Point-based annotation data

---

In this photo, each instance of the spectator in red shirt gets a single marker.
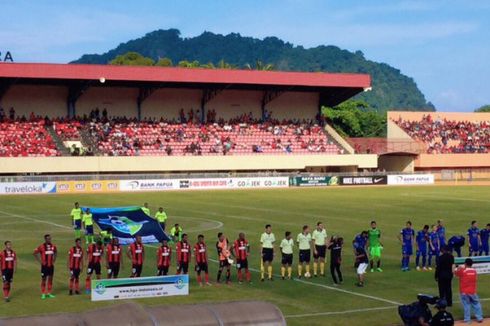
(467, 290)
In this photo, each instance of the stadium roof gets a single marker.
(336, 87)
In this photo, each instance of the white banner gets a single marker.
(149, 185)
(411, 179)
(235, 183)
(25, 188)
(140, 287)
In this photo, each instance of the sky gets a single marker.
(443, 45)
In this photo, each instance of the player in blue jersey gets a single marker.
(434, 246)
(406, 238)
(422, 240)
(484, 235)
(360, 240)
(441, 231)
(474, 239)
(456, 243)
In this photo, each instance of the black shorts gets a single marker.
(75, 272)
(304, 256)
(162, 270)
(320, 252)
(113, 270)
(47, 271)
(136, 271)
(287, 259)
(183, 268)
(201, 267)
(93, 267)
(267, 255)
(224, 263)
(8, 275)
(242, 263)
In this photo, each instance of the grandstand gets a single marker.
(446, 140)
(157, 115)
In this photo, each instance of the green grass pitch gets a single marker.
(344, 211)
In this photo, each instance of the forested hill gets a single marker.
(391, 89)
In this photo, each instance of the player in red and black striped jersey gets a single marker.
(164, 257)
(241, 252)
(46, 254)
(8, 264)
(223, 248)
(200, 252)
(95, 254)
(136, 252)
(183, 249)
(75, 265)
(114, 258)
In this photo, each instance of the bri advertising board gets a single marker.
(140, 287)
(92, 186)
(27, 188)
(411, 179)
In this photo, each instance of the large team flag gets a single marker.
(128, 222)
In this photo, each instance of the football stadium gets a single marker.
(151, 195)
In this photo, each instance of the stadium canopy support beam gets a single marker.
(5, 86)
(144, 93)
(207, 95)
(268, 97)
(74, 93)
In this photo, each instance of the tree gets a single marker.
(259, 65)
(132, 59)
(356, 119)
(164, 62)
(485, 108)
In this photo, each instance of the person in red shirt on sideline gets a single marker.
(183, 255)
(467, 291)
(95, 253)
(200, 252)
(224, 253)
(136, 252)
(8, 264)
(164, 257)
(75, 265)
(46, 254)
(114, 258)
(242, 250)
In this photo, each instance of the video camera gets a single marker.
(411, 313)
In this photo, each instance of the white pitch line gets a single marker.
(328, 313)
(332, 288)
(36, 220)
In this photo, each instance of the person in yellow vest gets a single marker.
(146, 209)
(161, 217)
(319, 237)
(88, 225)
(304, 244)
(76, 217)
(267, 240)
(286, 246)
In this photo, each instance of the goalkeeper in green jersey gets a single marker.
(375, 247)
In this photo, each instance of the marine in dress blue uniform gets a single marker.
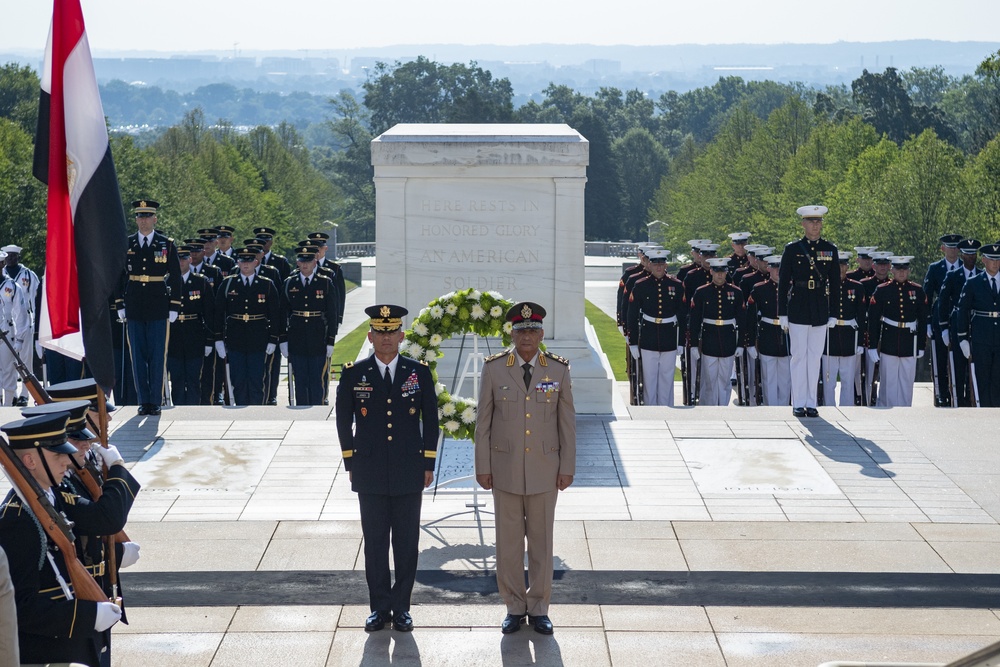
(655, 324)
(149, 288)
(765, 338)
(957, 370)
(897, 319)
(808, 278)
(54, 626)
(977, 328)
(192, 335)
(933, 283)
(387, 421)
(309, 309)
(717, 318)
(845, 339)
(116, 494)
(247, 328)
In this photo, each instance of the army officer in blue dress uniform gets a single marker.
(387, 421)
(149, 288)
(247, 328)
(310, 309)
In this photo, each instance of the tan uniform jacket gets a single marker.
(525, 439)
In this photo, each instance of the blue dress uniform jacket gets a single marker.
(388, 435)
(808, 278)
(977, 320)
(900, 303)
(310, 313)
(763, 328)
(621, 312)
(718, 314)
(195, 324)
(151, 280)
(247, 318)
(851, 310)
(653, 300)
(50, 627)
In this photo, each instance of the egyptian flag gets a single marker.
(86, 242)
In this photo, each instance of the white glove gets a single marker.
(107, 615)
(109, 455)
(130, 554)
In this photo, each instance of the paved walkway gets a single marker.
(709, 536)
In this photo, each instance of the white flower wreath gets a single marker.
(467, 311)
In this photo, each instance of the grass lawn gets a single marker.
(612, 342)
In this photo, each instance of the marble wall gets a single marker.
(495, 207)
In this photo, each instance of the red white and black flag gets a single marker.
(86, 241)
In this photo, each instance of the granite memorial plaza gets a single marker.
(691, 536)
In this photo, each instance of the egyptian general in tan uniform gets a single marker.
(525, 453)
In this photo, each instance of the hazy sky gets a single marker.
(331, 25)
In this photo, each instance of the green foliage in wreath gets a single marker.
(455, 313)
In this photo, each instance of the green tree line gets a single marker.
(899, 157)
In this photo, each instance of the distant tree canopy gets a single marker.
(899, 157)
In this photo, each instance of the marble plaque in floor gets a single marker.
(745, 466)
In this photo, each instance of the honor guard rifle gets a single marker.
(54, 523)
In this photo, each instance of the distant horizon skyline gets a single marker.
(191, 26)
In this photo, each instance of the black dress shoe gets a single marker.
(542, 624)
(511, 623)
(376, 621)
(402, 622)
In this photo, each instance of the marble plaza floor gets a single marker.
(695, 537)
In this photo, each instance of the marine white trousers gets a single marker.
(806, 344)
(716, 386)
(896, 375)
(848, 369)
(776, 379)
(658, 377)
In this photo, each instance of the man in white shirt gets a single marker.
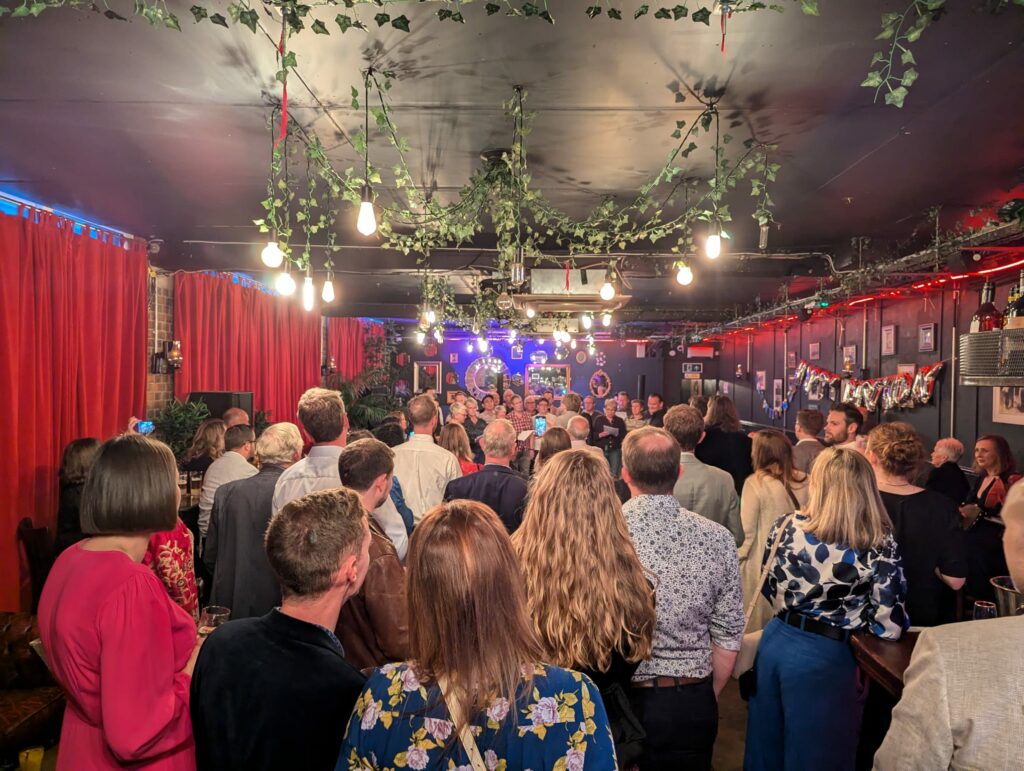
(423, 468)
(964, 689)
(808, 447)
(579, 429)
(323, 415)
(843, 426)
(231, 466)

---

_What to produce_.
Please copy out every line of the items from the line containing "In this photo, each instance of the black dress" through the last line of the items, adding 26 to each coordinate in the answers. Omit the pictures.

_Output for this exercise_.
In this photo, each instance of the black dress shoe gets a single marker.
(568, 650)
(537, 649)
(402, 647)
(428, 648)
In this photo, each instance of the marble plaza floor gets a single marker.
(721, 563)
In this photo, each instance of the marine white trousers gets a single marker.
(832, 370)
(742, 412)
(922, 401)
(874, 395)
(802, 405)
(684, 403)
In this photo, each instance of the man in white shirt gets a single marker.
(449, 494)
(990, 715)
(834, 473)
(605, 455)
(349, 441)
(869, 452)
(257, 492)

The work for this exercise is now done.